(Page text begins)

- Poster
- Directed by: Warren P. Sonoda
- Written by: Gary R.D. Nolan Warren P. Sonoda
- Produced by: Emily Andrews Avi Federgreen Laura Nordin Jen Pogue
- Starring: Theodor Aoki Maximilian Aoki
- Cinematography: Christoph Benfey
- Edited by: Anna Catley Kat Webber
- Music by: Maximilian Aoki Theodor Aoki
- Production companies: Federgreen Entertainment Filmcoop Shoot Good Films
- Distributed by: Raven Banner Entertainment
- Release date: December 6, 2019 (Whistler);
- Running time: 99 minutes
- Country: Canada
- Language: English

= Things I Do for Money =

Things I Do for Money is a 2019 Canadian crime film, directed by Warren P. Sonoda. The film stars Theodor Aoki and Maximilian Aoki as two cello-playing brothers in Hamilton, Ontario, who become embroiled in the criminal underworld when a bag of money belonging to a criminal hitman accidentally ends up in their possession.

The film was the first-ever acting role for both Theodor and Maximilian Aoki, real-life sibling cellists from Hamilton who also composed the film's score. Their father, Edward Aoki, also has a supporting role in the film as another hitman; the film's cast also includes Yodit Tewoderos, Rhett Morita, Jennifer Lynn Walton, Dax Lough, Danilo Reyes, Colette Zacca and Ali Kazmi.

(Page text ends)
(Entries provided begins)

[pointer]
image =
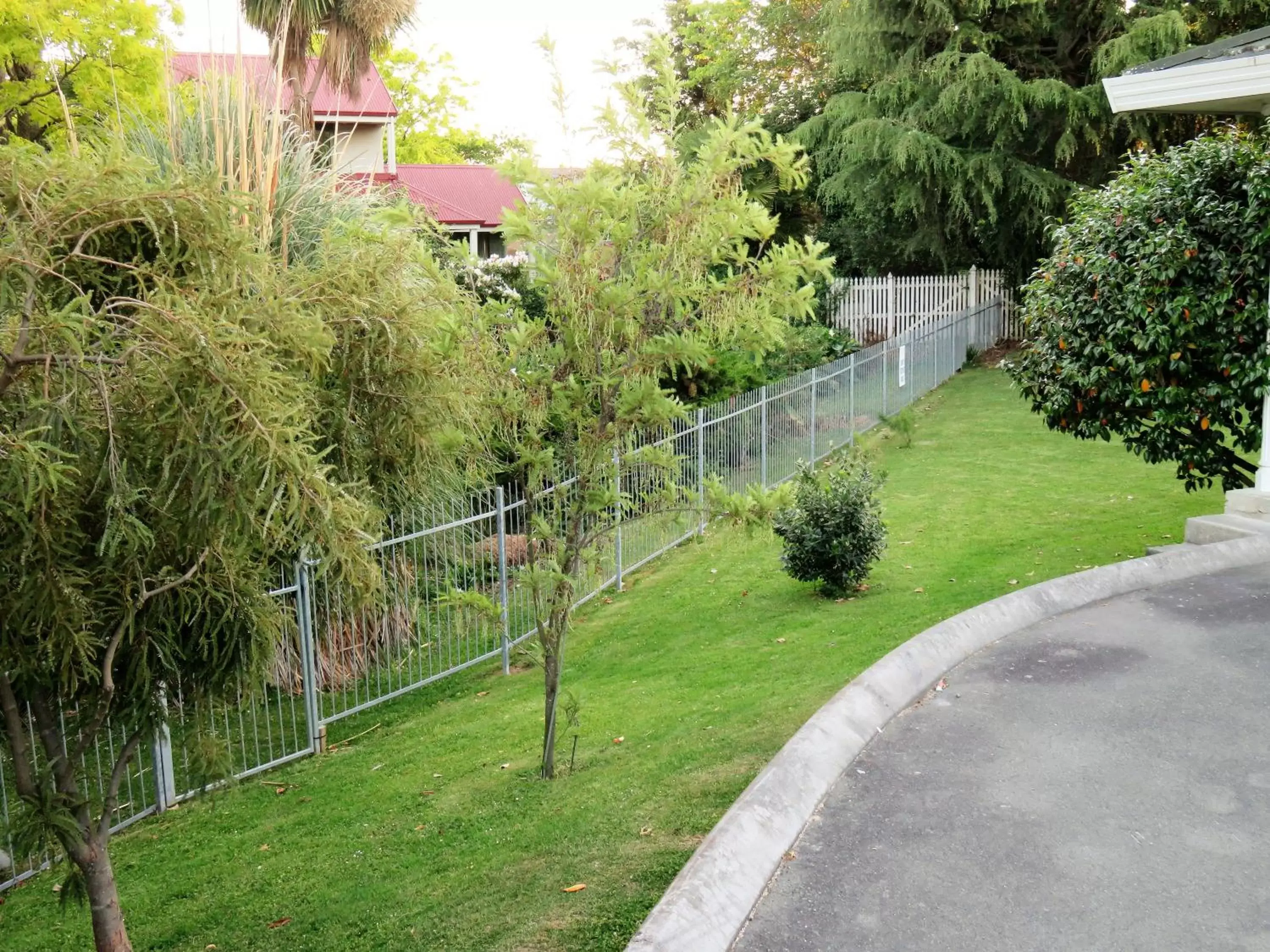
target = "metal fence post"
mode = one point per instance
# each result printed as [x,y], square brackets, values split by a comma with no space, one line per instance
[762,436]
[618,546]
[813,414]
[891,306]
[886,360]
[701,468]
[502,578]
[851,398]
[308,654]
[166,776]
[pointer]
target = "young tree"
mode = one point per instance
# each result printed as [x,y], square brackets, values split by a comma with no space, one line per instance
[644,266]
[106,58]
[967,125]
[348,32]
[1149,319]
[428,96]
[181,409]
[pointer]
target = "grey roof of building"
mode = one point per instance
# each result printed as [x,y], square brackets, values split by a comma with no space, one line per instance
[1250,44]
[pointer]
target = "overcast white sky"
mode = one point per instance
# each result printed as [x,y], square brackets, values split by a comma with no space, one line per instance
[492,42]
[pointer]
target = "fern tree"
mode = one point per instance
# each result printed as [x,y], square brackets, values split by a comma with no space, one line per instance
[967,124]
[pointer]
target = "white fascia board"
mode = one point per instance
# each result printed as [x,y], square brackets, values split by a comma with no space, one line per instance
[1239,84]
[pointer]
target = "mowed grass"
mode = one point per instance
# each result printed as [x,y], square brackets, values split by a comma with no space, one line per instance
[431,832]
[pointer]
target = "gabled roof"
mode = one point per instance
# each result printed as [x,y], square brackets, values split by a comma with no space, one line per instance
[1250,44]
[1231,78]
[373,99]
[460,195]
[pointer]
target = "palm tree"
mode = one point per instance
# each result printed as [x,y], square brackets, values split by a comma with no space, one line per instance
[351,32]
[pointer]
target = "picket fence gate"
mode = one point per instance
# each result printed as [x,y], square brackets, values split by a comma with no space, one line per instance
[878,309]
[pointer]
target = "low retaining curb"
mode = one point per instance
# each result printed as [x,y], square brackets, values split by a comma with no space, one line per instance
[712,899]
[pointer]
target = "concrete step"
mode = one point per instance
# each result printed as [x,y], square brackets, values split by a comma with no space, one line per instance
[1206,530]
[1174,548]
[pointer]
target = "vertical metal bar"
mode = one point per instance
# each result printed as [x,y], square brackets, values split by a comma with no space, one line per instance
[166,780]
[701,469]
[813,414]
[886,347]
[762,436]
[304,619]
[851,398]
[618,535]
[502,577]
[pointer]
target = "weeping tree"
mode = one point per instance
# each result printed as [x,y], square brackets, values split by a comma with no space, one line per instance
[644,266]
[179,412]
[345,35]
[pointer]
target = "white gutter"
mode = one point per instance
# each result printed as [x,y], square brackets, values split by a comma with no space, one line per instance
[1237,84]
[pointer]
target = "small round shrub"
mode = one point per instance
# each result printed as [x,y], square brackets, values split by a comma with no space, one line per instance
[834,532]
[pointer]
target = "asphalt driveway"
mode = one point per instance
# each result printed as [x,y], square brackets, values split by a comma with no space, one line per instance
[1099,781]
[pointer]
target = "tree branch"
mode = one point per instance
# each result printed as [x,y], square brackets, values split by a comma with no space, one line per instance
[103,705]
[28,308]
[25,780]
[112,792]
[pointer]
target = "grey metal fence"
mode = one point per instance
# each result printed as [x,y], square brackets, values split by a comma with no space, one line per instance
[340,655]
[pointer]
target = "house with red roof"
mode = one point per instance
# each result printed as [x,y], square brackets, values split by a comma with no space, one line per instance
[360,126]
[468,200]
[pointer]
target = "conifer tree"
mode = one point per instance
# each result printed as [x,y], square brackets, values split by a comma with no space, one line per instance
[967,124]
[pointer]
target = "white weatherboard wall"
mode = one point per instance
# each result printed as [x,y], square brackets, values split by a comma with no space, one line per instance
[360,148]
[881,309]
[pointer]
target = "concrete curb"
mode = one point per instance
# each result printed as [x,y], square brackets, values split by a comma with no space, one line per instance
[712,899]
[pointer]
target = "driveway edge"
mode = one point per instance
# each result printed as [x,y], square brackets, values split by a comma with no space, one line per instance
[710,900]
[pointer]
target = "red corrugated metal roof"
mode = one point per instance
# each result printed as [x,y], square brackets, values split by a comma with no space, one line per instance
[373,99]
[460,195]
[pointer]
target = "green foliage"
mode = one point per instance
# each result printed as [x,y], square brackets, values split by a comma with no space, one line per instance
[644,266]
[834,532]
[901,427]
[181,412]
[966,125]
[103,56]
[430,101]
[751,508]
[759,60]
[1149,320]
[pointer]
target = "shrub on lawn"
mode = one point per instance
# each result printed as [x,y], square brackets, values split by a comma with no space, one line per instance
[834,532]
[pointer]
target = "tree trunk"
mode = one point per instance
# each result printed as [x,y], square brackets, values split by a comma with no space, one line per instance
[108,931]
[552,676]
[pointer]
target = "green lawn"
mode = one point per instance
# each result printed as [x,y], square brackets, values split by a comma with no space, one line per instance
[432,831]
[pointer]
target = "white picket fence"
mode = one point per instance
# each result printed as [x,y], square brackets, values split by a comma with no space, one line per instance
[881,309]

(Entries provided ends)

_About this task_
Write what comes next in the article on the film Things I Do for Money, starting after its last sentence.

_Answer to this problem_
The film's soundtrack includes a cello-based re-recording by Jay Semko of "Things I Do for Money", a 1987 single by Semko's band The Northern Pikes.

The film premiered at the Whistler Film Festival in 2019, and was commercially released to video on demand platforms in August 2020 after its planned theatrical release was scuttled by the COVID-19 pandemic in Canada. The film did, however, receive a special theatrical drive-in screening in Hamilton on July 22, 2020.

Faustine Pelipel received a nomination for Best Sound Editing in a Feature Film at the 2020 Directors Guild of Canada awards.